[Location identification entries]
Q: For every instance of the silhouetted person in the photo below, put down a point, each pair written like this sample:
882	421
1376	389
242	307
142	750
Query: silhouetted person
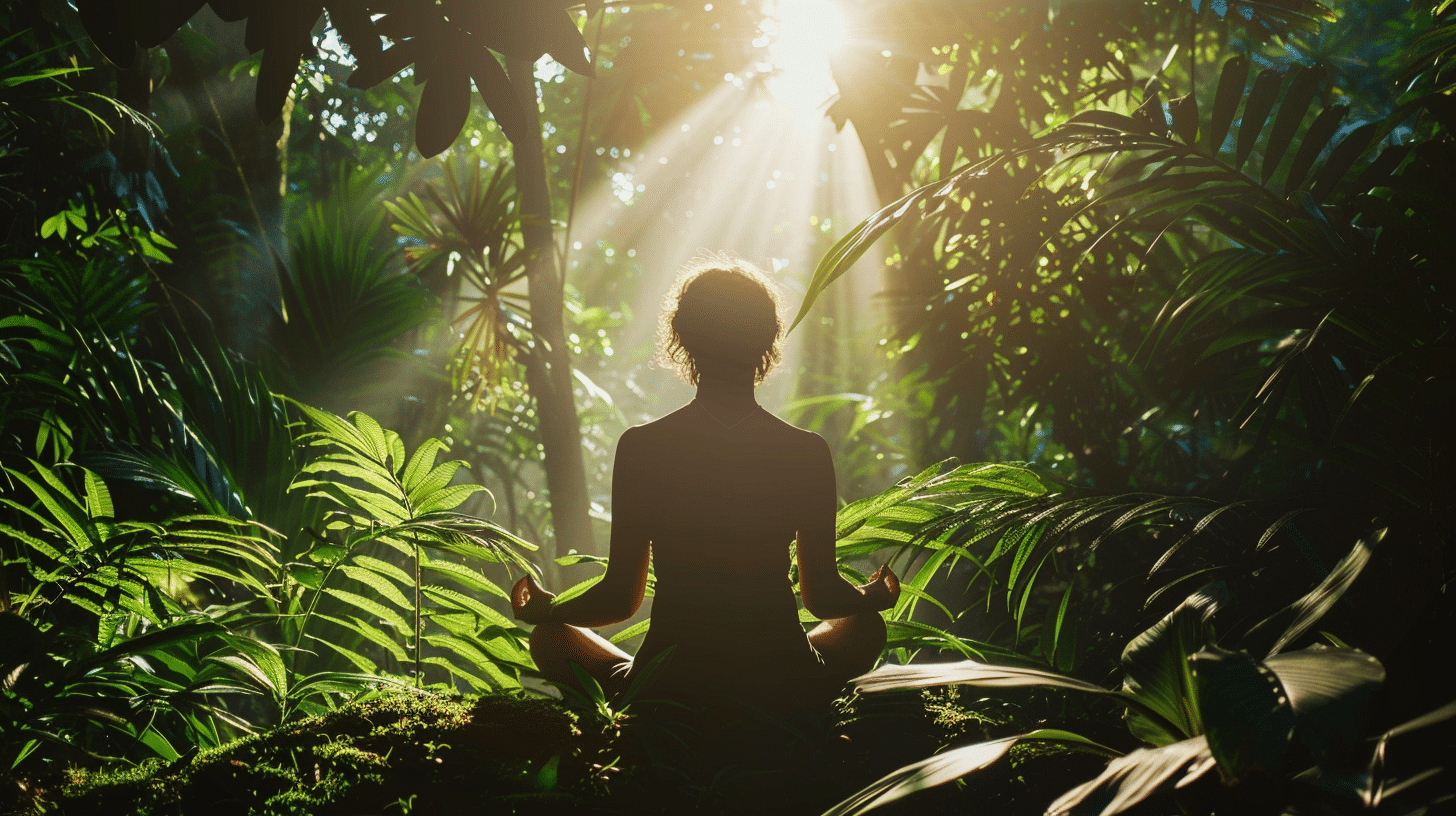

▶ Given task:
Collect every line in the material above that contains the string "person", and treat uppercase and lowercase letters as different.

▶ Finished answer:
Q: For every instance of the silhouetted person in the photo below, put down a point, each pair written like this sample:
Query: silhouetted person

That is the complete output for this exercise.